_PROBLEM TO SOLVE_
Print all records exactly, leaving nothing out.

--- begin RECORDS TO PROCESS ---

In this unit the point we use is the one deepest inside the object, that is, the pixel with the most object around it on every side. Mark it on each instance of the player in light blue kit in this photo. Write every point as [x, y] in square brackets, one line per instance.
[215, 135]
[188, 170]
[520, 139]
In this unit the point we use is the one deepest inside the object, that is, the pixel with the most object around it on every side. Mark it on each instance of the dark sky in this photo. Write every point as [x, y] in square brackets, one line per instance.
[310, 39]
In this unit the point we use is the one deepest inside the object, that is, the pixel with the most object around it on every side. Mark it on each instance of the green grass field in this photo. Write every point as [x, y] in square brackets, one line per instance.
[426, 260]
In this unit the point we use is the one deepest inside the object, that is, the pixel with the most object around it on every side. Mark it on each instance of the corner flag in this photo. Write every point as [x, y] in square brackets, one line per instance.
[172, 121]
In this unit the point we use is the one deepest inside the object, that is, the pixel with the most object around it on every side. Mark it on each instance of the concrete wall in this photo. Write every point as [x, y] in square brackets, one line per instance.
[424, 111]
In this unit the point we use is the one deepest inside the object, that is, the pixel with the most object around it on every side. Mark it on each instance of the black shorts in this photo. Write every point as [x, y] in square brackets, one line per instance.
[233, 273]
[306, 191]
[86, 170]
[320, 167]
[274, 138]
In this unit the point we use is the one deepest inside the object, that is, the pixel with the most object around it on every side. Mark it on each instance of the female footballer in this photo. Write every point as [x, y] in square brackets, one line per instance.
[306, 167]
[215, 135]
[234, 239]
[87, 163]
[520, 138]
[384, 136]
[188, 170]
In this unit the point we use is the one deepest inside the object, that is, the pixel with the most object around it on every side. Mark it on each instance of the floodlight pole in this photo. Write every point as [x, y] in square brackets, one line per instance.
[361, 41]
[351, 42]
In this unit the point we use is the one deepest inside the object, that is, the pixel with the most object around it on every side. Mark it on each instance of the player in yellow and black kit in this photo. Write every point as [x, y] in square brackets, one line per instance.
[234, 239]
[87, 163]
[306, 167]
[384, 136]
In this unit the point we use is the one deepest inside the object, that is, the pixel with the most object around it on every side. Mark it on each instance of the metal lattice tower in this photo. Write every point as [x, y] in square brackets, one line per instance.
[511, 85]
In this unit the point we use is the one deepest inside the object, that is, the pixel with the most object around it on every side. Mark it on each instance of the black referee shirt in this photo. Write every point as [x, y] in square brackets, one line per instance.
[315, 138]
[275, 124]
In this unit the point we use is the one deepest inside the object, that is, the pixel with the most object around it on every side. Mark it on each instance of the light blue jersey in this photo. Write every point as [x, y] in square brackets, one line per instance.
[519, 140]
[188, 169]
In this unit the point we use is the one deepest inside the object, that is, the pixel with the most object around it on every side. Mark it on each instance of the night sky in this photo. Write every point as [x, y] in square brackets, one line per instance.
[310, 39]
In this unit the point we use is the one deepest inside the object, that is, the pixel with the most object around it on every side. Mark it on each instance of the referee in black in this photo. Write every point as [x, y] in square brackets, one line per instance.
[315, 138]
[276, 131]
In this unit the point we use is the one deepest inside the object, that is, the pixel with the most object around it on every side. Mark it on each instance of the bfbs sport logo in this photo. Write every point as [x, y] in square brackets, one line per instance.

--- end RECORDS TO PROCESS ---

_WRITTEN SOLUTION_
In this unit the point we use is the one deepest inside the object, that is, the pixel with the most object around it on every side. Mark it on each instance of the player in light blue kit in this photo. Write every point as [x, y] in square brackets, one line per instance.
[215, 135]
[188, 170]
[520, 139]
In this unit the point we use is the one deepest inside the object, that is, the pixel with the most object around it on every side. Mark it on each instance of the dark sky in this photo. Write every point as [x, y] in square brackets, one line per instance.
[310, 39]
In this unit the point we use is the one deepest inside the object, that is, the pixel with the most object around it on every side. Mark it on each instance of the green grass field in this photo. Write every point as [x, y] in square brackets, one line per instance.
[426, 260]
In this unit the point we use is the one deepest inside the object, that is, the pixel with the most object around it on every side. Mark it on each instance of the corner flag in this photo. Write every point as [x, y] in square brackets, one line per instance.
[172, 121]
In this unit the point we use is the one deepest inside the object, that is, the pixel with the most object around it on every side. Mark it on each instance of the concrete wall in this photo. Write every point as [x, y] in square brackets, one line per instance.
[424, 111]
In this unit the point we use is the one deepest inside the object, that is, the pixel with the most object around it on every side. Mark it on each instance of the black shorts in this photo. Write every point as [x, y] in square brackets, one line per instance.
[233, 273]
[306, 191]
[86, 170]
[320, 167]
[274, 138]
In this unit the point we use is the one deepest inside the object, that is, the pixel with the most object around it on every side. Mark it on each instance of the female footballer in this photo. Write every point as [x, y] in square brackets, one line per instance.
[306, 167]
[215, 135]
[234, 239]
[87, 163]
[520, 138]
[384, 136]
[188, 170]
In this unit the point we use is the one deepest inside the object, that is, the pixel with the most object around it on every side. Mark it on each instance of the floodlight pole in this photo. Write every point as [x, y] in square brackets, one line per instance.
[361, 41]
[351, 42]
In this unit the point we use is the one deepest inside the object, that is, the pixel with the most object around it on every side. Mark it on each instance of the player in yellow and black kit in this photo. Write every point as [x, y] in square brackets, one line per instance.
[234, 239]
[87, 163]
[306, 167]
[384, 136]
In this unit the point we use is the one deepest inside the object, that is, the pixel with the most object around it on every side. Mark it on each instance of the metal lattice tower in this photo. Write every point as [x, y] in square brackets, one line per instance.
[511, 85]
In this unit the point we use is the one deepest inside the object, that is, the pixel with the most object around it on every side. Mark it on each instance of the black referee shirt in this photo. Write every point as [x, y] in square brackets, one line per instance.
[315, 138]
[275, 124]
In this unit the point we use is the one deepest inside the object, that is, the pixel with the most object around it on every side. Mark it on each instance of the light blue jersey in this photo. Write every point as [x, y] in square brackets, one line per instance.
[519, 140]
[188, 169]
In this unit the point we use is the one deepest inside the object, that is, the pixel with the most object around it on every side. Mark it on each instance of the night sky in this photo. Write every point as [x, y] in square brackets, one line per instance.
[310, 39]
In this unit the point we use is the one deepest inside the object, that is, the pixel with the most object around it on every side. Mark it on each instance of the referee in black in this photo. Write every point as [x, y] in square brackets, one line per instance.
[315, 138]
[276, 131]
In this unit the point we use is the one deepest inside the object, that is, the pixel with the most object around it on every side. Mark it on each instance of the bfbs sport logo in this photo. Write every point as [x, y] in square brackets, one line per instance.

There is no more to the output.